PROBLEM TO SOLVE: Everything in the records below except the images should be output exactly as written.
----
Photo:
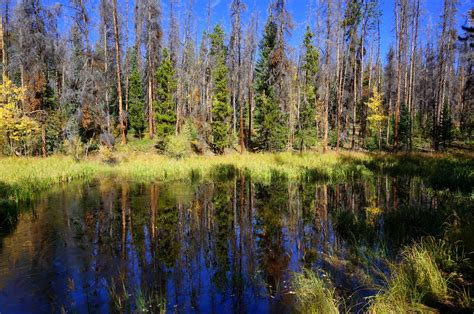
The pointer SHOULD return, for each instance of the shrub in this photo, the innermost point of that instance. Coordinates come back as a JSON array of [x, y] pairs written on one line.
[[313, 295]]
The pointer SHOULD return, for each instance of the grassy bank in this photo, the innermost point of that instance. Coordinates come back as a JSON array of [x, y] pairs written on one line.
[[425, 280], [22, 178]]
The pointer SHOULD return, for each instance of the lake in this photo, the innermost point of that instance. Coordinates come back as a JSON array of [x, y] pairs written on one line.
[[229, 245]]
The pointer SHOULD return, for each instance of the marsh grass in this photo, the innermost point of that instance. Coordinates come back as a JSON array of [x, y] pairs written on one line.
[[22, 178], [313, 294], [417, 280]]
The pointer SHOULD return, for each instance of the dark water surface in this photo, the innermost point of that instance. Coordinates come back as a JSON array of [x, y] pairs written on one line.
[[227, 246]]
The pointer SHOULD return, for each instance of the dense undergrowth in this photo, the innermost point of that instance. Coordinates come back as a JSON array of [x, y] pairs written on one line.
[[22, 178], [425, 280]]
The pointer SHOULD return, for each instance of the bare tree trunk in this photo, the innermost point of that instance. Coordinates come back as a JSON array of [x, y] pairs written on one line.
[[118, 72], [328, 78], [106, 69]]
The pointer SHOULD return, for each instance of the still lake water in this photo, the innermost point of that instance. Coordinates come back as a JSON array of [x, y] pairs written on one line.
[[222, 246]]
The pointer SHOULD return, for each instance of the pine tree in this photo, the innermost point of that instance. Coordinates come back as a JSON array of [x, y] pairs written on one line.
[[165, 92], [137, 116], [270, 124], [221, 110], [306, 133]]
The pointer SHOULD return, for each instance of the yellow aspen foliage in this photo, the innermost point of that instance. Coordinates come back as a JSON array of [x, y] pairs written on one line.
[[16, 128], [376, 118]]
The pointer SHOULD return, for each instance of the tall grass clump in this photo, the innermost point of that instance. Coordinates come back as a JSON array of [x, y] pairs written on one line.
[[313, 295], [22, 178], [416, 281]]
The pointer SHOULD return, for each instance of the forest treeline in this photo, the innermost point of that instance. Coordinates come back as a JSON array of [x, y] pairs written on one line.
[[71, 82]]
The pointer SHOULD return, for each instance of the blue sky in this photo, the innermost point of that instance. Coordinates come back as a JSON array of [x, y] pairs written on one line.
[[431, 12]]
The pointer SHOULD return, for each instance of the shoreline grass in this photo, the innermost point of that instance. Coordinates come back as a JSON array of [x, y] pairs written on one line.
[[22, 178]]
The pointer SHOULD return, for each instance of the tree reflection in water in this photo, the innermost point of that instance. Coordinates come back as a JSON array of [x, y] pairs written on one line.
[[226, 245]]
----
ANSWER BELOW:
Photo:
The pointer SHOULD return, for each instance of the shrub in this photo, the innermost point of that instance. Coordinates come back as a JSON array of [x, y] pairs written on one line.
[[313, 295]]
The pointer SHOULD return, for each instance of the grassy bank in this photo, the innermost point of that instance. Coordinates come back as a JSON array of [x, y] pairs written on one line.
[[425, 280], [22, 178]]
The pointer SHOULD return, for each instance of the lake in this photo, the innermost point of that instance. Coordinates come back as a JSON array of [x, y] pairs written on one line.
[[229, 245]]
The pointer SHOULD return, for each instance of the marsh grass in this photo, the innermost point of that instance. Coordinates come back as a JSON array of [x, y] pairs written on one line.
[[22, 178], [313, 294], [417, 280]]
The pointer SHOULD return, for each instance of the dark water surface in this photo, the innermost point of that instance. Coordinates come back as a JSON array of [x, y] pairs written on one line.
[[227, 246]]
The pointer SHOULD return, for each instance of the dense undergrowth in this photo, the innermost point of that instance. Coordinates come back as a JSON array of [x, y] pairs written on one line.
[[22, 178], [425, 280]]
The pointer SHOULD return, for each instance of the bare tree trunk in this photo, the innermost point of that instance. Coordinates come back as a JSON array of [x, y] pairs written on one line.
[[118, 72], [328, 78], [106, 69]]
The pointer SHOULD return, for each instance of the still lake water in this photo, the innermost point of that instance. Coordinates come back as a JSON array of [x, y] pairs written on one line.
[[222, 246]]
The pointer SHOULD return, for each instance of the pine tree in this photo, the innermost point of that instance. Coordinates come back as a JSON array of [x, y] pairs written on one line.
[[165, 92], [137, 116], [270, 124], [221, 110], [306, 133]]
The pointer SHOULD return, for each instance of the yellow aspen foliage in this photo, the innermost point of that instance. Coordinates come back as a JSON array of [x, y] pairs written on one line.
[[16, 128], [376, 118]]
The pointer SHOULD return, for each instance of the tall grass clump in this photo, the innermost point of that instance. Coordinates come back as a JSON array of [x, y] pairs written on one line.
[[313, 295], [22, 178], [416, 281]]
The pointer SHOULD return, for each instance of the forest treeline in this photo, the innermost point of that instance. Coordinates come back as a JSON array of [x, y] pairs written on one line.
[[71, 82]]
The pointer SHOULD return, for each instance of the blue sky in this photo, the innermost point of that instance. Coordinates come back as a JSON array of [x, y] pairs written on one line.
[[431, 12]]
The pointer SHOULD return, for each instance of the shoreline grass in this photo, the innermost point of that instance. Coordinates come back as a JSON array of [x, y] pairs written on one line.
[[22, 178]]
The pointer SHOULD return, for each instance of the tree reflection in water in this photo, the innermost point of that instance. Coordinates come back as a JSON array of [x, y] pairs written on one line.
[[226, 245]]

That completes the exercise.